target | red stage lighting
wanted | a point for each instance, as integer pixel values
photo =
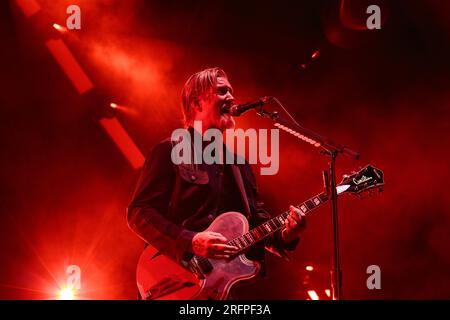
(60, 28)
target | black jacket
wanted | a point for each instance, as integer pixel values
(174, 202)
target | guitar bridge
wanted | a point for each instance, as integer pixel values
(200, 266)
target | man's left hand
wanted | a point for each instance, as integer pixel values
(295, 224)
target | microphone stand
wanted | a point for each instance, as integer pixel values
(331, 149)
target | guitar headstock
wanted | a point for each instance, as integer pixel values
(368, 178)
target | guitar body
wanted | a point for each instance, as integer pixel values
(159, 277)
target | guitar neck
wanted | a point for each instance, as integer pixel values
(277, 223)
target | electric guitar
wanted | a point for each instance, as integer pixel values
(159, 277)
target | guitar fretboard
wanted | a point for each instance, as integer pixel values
(271, 226)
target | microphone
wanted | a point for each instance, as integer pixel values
(238, 109)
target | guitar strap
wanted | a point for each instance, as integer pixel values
(240, 183)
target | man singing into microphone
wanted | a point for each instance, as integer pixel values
(174, 204)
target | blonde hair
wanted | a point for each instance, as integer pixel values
(197, 85)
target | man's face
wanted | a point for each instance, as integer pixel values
(211, 104)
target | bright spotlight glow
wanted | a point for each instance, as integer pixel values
(66, 294)
(60, 28)
(313, 295)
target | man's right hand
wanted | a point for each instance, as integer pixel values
(210, 244)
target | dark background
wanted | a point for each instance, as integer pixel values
(65, 185)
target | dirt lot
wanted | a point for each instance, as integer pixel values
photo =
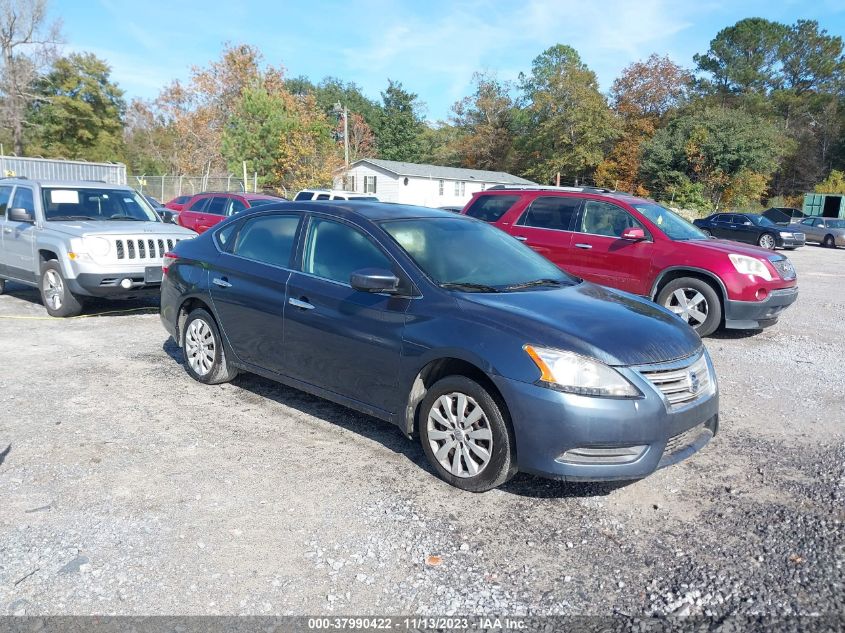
(126, 487)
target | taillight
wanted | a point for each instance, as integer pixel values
(169, 259)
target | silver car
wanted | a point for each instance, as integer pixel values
(828, 232)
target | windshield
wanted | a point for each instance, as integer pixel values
(473, 256)
(673, 225)
(84, 203)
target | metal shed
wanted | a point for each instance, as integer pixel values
(829, 205)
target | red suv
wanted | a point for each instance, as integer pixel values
(205, 210)
(634, 244)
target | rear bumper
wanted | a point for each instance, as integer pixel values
(109, 284)
(752, 315)
(578, 438)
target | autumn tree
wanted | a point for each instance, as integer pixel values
(27, 46)
(78, 111)
(565, 124)
(484, 125)
(642, 97)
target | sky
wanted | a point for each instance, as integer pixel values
(432, 47)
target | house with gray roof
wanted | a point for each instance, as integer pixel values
(412, 183)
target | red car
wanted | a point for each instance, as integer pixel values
(634, 244)
(177, 203)
(205, 210)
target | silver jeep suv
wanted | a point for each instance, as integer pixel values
(81, 239)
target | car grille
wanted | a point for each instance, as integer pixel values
(683, 385)
(148, 248)
(784, 267)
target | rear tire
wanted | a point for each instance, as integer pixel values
(695, 302)
(55, 295)
(466, 435)
(205, 358)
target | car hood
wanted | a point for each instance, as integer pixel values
(615, 327)
(82, 228)
(728, 246)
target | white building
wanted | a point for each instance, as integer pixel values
(425, 185)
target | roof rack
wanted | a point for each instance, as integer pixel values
(552, 188)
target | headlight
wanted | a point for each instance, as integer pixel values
(750, 266)
(573, 373)
(97, 246)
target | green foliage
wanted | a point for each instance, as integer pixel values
(565, 124)
(79, 111)
(400, 127)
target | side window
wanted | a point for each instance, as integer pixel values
(217, 206)
(23, 200)
(335, 251)
(199, 205)
(268, 239)
(491, 208)
(5, 194)
(551, 212)
(234, 206)
(603, 218)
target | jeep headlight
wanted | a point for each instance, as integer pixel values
(746, 265)
(573, 373)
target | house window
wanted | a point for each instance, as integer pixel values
(369, 184)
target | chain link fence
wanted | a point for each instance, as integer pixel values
(166, 188)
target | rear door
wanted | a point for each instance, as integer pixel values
(19, 239)
(600, 254)
(248, 284)
(546, 226)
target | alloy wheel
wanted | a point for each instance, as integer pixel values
(54, 289)
(459, 435)
(690, 305)
(200, 346)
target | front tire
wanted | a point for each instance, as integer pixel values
(767, 240)
(55, 295)
(205, 358)
(466, 435)
(695, 302)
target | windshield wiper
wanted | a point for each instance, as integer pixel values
(471, 287)
(535, 283)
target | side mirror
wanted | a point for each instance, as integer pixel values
(374, 280)
(21, 215)
(633, 233)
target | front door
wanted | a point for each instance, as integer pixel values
(19, 239)
(336, 337)
(248, 282)
(599, 253)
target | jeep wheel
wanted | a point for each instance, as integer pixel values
(55, 295)
(205, 358)
(695, 302)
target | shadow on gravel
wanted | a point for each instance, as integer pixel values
(93, 306)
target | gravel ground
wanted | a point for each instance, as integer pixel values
(128, 488)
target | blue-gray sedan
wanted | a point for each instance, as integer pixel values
(450, 329)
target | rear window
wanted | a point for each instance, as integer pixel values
(491, 208)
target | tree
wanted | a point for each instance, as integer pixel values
(400, 126)
(565, 124)
(642, 96)
(27, 45)
(484, 125)
(719, 148)
(79, 111)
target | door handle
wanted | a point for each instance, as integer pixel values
(299, 303)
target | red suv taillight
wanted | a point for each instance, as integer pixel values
(167, 262)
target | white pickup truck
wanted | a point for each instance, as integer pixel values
(81, 239)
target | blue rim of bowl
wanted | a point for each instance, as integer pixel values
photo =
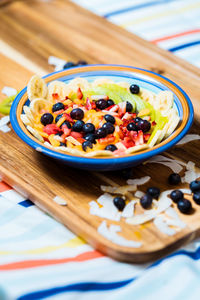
(98, 161)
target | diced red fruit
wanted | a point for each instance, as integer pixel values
(79, 93)
(51, 129)
(146, 137)
(58, 112)
(76, 135)
(68, 118)
(107, 140)
(55, 96)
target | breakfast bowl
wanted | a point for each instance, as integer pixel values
(175, 111)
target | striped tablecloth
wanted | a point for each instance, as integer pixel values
(40, 258)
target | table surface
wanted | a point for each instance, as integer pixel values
(80, 35)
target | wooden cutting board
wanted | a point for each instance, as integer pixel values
(82, 35)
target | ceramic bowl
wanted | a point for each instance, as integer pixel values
(143, 78)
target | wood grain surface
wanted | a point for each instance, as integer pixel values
(65, 30)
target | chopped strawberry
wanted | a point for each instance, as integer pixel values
(107, 140)
(79, 93)
(51, 129)
(68, 118)
(76, 135)
(58, 112)
(138, 138)
(146, 137)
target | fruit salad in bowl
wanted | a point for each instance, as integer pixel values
(99, 117)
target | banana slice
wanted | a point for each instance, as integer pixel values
(28, 113)
(36, 88)
(60, 88)
(37, 104)
(148, 96)
(25, 120)
(35, 133)
(164, 101)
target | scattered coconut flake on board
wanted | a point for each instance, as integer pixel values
(59, 200)
(57, 62)
(139, 194)
(110, 233)
(107, 210)
(8, 91)
(128, 210)
(139, 181)
(160, 223)
(188, 138)
(173, 164)
(175, 219)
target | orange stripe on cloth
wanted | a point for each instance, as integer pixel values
(4, 187)
(175, 35)
(46, 262)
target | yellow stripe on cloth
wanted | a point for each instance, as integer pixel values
(155, 16)
(73, 243)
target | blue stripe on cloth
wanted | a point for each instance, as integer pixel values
(135, 7)
(99, 286)
(187, 45)
(77, 287)
(26, 203)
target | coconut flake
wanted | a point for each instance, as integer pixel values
(160, 223)
(110, 233)
(188, 138)
(118, 190)
(5, 128)
(173, 164)
(107, 210)
(9, 91)
(139, 181)
(128, 211)
(139, 194)
(60, 200)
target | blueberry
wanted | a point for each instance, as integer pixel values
(58, 106)
(58, 117)
(88, 128)
(90, 137)
(129, 107)
(87, 144)
(119, 202)
(62, 144)
(77, 114)
(110, 119)
(109, 127)
(101, 133)
(101, 103)
(154, 192)
(78, 126)
(176, 195)
(111, 147)
(195, 185)
(69, 64)
(132, 127)
(184, 206)
(67, 124)
(110, 102)
(146, 201)
(46, 119)
(174, 179)
(82, 63)
(196, 197)
(144, 125)
(137, 119)
(134, 89)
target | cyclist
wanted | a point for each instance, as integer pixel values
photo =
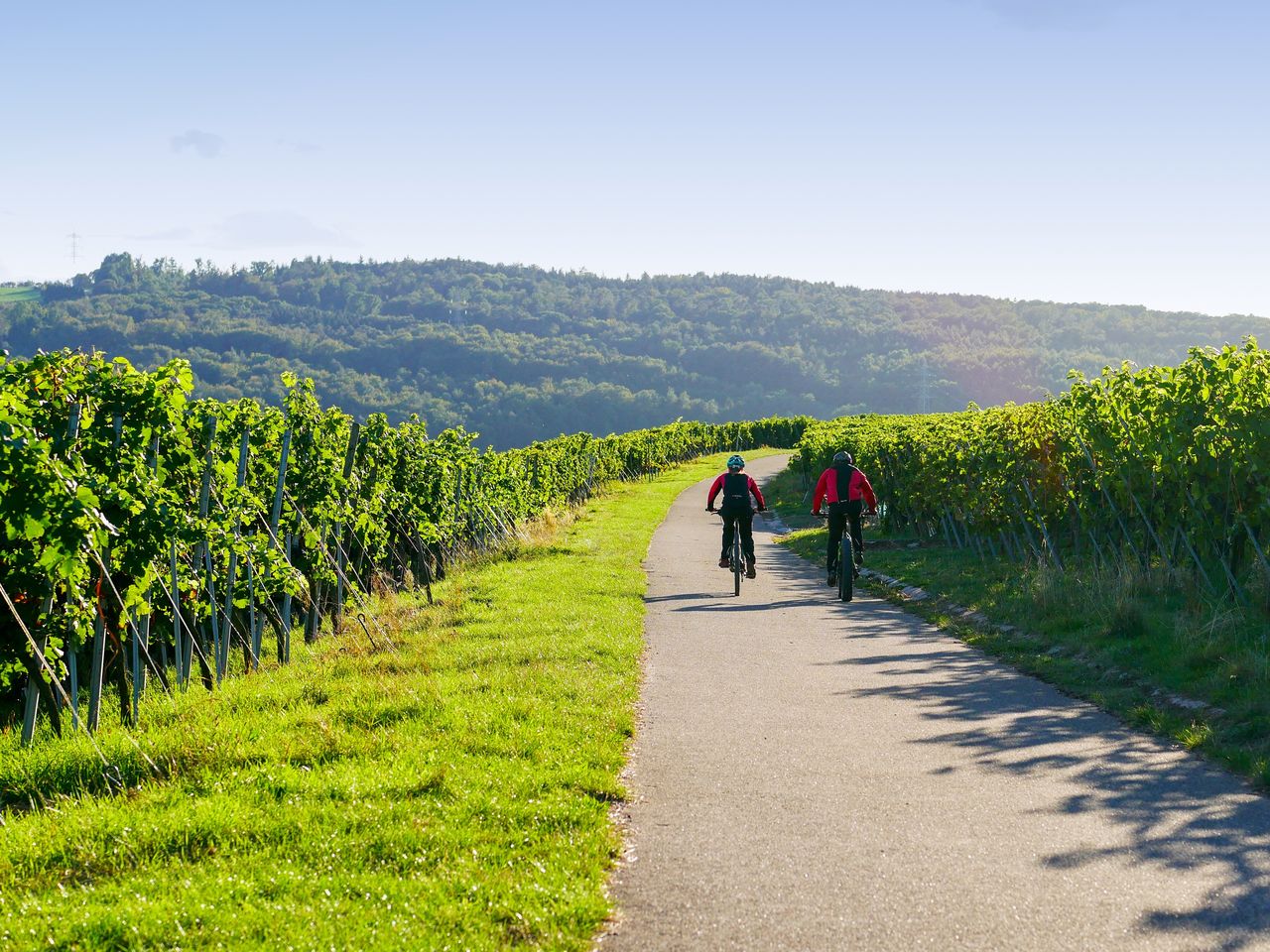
(737, 489)
(846, 490)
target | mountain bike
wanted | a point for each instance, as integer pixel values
(737, 557)
(847, 569)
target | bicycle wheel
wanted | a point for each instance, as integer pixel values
(846, 569)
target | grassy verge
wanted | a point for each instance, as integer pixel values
(1147, 647)
(449, 793)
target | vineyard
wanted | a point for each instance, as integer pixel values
(1162, 467)
(153, 539)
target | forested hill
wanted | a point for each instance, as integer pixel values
(522, 353)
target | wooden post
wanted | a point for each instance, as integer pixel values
(285, 635)
(338, 536)
(178, 639)
(254, 619)
(202, 557)
(32, 701)
(94, 687)
(94, 684)
(223, 660)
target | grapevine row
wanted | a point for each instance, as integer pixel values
(1162, 466)
(151, 536)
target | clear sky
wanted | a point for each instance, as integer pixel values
(1076, 150)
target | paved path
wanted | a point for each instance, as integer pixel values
(821, 775)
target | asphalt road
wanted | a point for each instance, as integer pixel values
(811, 774)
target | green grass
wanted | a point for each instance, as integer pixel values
(1125, 640)
(451, 793)
(10, 295)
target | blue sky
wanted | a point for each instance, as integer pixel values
(1111, 151)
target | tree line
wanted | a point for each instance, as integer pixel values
(522, 353)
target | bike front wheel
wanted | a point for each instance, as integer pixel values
(846, 569)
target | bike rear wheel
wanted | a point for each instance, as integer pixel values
(846, 569)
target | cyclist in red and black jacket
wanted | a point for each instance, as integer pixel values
(737, 489)
(846, 490)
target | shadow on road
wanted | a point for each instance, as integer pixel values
(1180, 812)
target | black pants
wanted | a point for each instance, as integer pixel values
(744, 521)
(839, 516)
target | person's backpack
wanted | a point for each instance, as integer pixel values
(844, 472)
(735, 492)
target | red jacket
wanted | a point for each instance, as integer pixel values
(753, 489)
(829, 492)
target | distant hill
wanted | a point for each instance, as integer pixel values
(18, 293)
(521, 353)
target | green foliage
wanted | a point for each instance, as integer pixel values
(10, 294)
(449, 793)
(108, 474)
(521, 353)
(1161, 466)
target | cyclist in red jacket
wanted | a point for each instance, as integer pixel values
(737, 489)
(846, 490)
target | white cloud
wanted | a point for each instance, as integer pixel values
(206, 144)
(166, 235)
(300, 146)
(275, 230)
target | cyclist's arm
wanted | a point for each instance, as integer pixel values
(758, 497)
(822, 489)
(866, 489)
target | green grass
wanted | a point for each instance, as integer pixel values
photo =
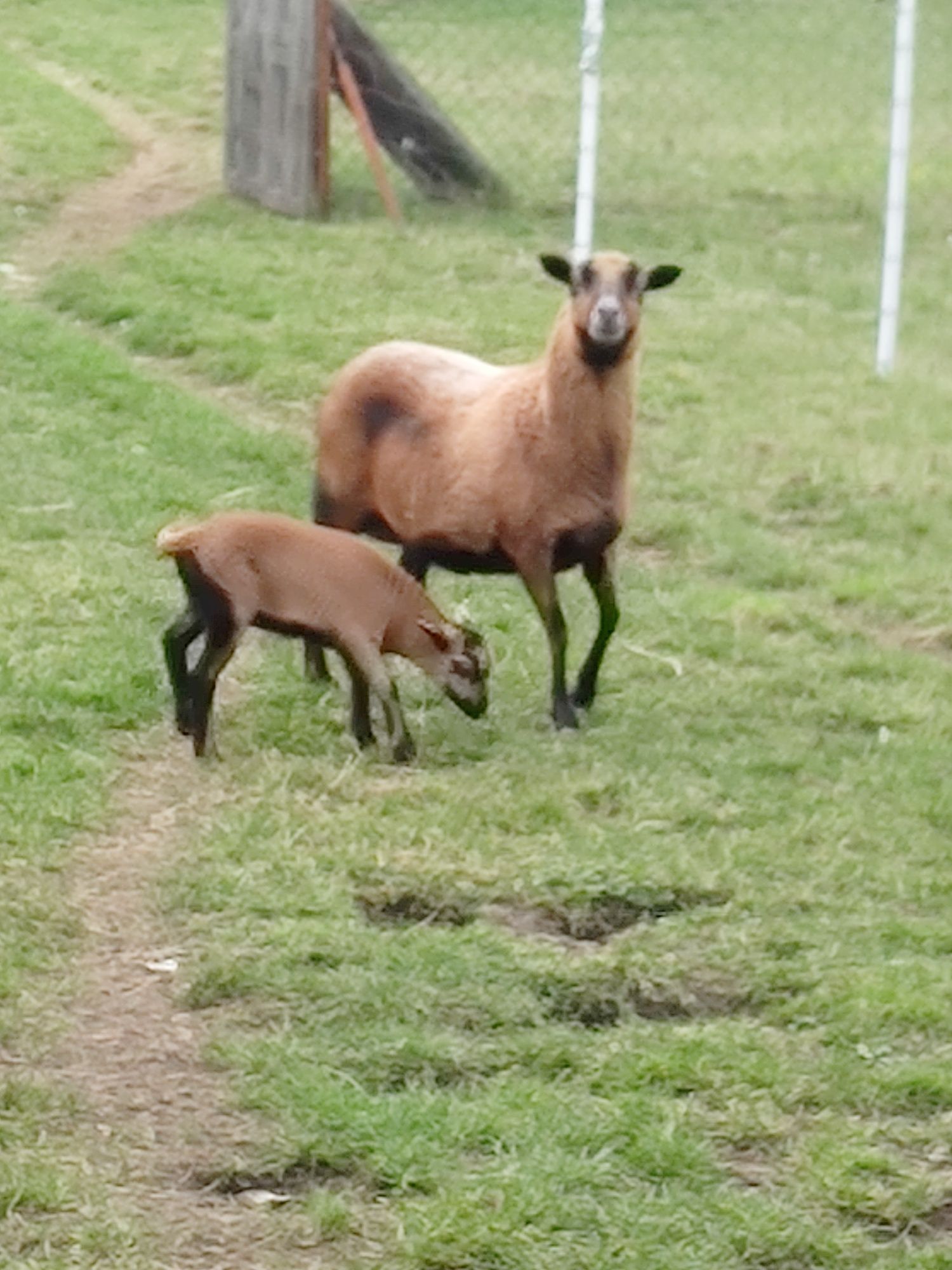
(756, 1076)
(48, 143)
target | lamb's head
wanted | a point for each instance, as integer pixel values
(459, 662)
(606, 299)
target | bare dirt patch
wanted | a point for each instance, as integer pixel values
(934, 641)
(168, 172)
(752, 1168)
(596, 920)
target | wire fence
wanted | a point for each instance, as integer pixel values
(703, 101)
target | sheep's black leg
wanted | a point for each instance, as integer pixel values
(598, 576)
(417, 562)
(322, 514)
(543, 589)
(176, 643)
(370, 667)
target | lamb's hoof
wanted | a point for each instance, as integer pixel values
(564, 716)
(404, 752)
(183, 722)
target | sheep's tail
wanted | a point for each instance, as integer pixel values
(176, 539)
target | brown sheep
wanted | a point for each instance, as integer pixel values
(493, 469)
(247, 570)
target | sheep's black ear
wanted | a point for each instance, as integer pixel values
(662, 276)
(436, 633)
(558, 267)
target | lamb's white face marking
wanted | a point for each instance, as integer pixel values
(607, 322)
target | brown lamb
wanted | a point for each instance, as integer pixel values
(261, 570)
(480, 468)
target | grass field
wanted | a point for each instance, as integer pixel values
(675, 993)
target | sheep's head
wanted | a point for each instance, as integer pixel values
(459, 662)
(606, 299)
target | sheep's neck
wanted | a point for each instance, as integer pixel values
(586, 402)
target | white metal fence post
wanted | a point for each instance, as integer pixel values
(592, 29)
(897, 187)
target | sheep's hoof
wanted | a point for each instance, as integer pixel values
(582, 697)
(183, 722)
(564, 716)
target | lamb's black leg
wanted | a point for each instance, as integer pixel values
(360, 705)
(598, 576)
(543, 589)
(417, 562)
(369, 666)
(315, 662)
(213, 662)
(400, 740)
(176, 643)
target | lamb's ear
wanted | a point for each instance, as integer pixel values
(436, 633)
(662, 276)
(558, 267)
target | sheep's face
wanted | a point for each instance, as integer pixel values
(606, 298)
(460, 665)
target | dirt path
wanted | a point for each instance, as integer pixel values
(157, 1118)
(154, 1118)
(167, 173)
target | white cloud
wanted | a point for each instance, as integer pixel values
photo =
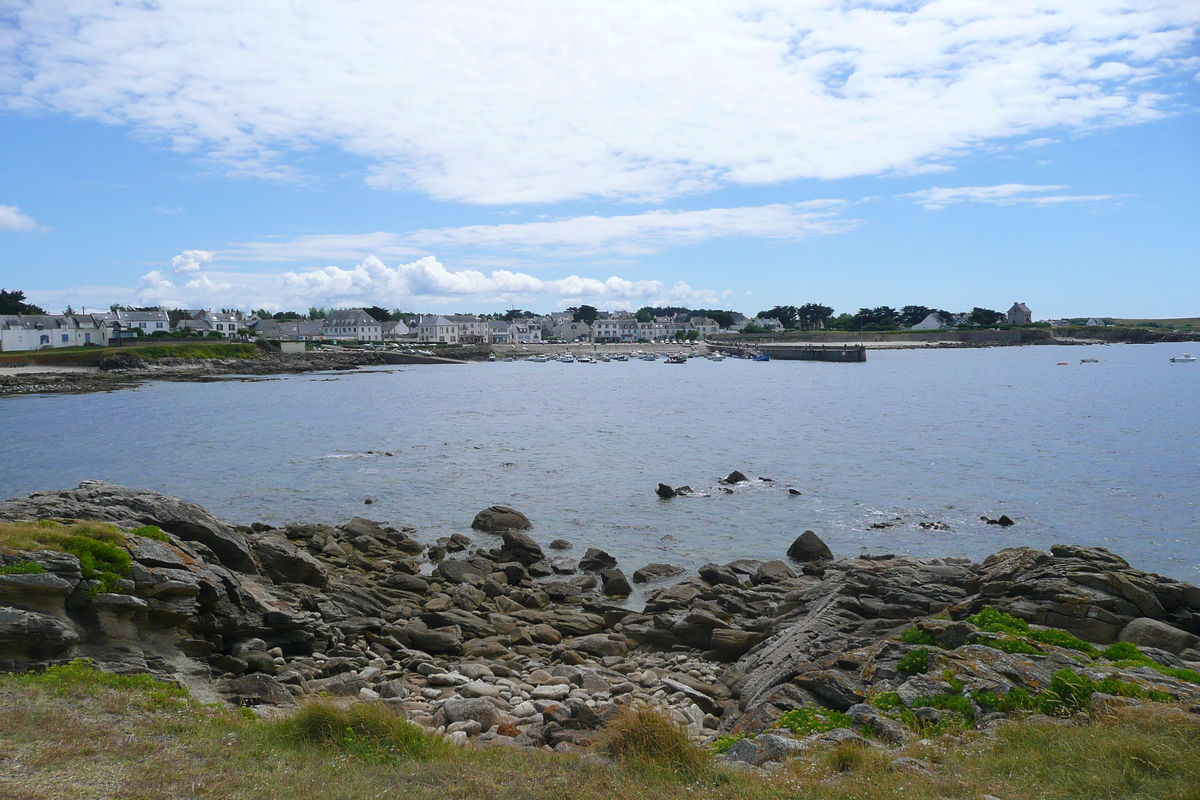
(12, 218)
(418, 283)
(586, 235)
(1005, 194)
(191, 260)
(537, 101)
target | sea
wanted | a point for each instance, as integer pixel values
(907, 452)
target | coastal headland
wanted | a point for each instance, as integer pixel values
(498, 638)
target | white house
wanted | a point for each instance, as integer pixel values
(1019, 314)
(352, 324)
(395, 330)
(498, 332)
(705, 325)
(437, 329)
(47, 331)
(144, 322)
(934, 322)
(769, 323)
(211, 322)
(472, 330)
(521, 332)
(573, 331)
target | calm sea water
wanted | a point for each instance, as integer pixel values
(1103, 453)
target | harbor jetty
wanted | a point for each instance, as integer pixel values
(798, 352)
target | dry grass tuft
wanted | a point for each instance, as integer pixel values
(652, 743)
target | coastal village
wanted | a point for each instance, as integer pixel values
★ ★ ★ ★ ★
▶ [Brief]
Repeat verbatim the lines between the start of the data and the line containing "target | man's left hand", both ends included, omitting all pictures.

▶ [Task answer]
target | red stage lighting
wanted | a point for each instance, as integer pixel values
photo =
(60, 28)
target | black jacket
wanted | a point for each instance, as integer pixel values
(174, 202)
target | guitar bridge
wanted | a point for each instance, as integer pixel values
(200, 266)
target | man's left hand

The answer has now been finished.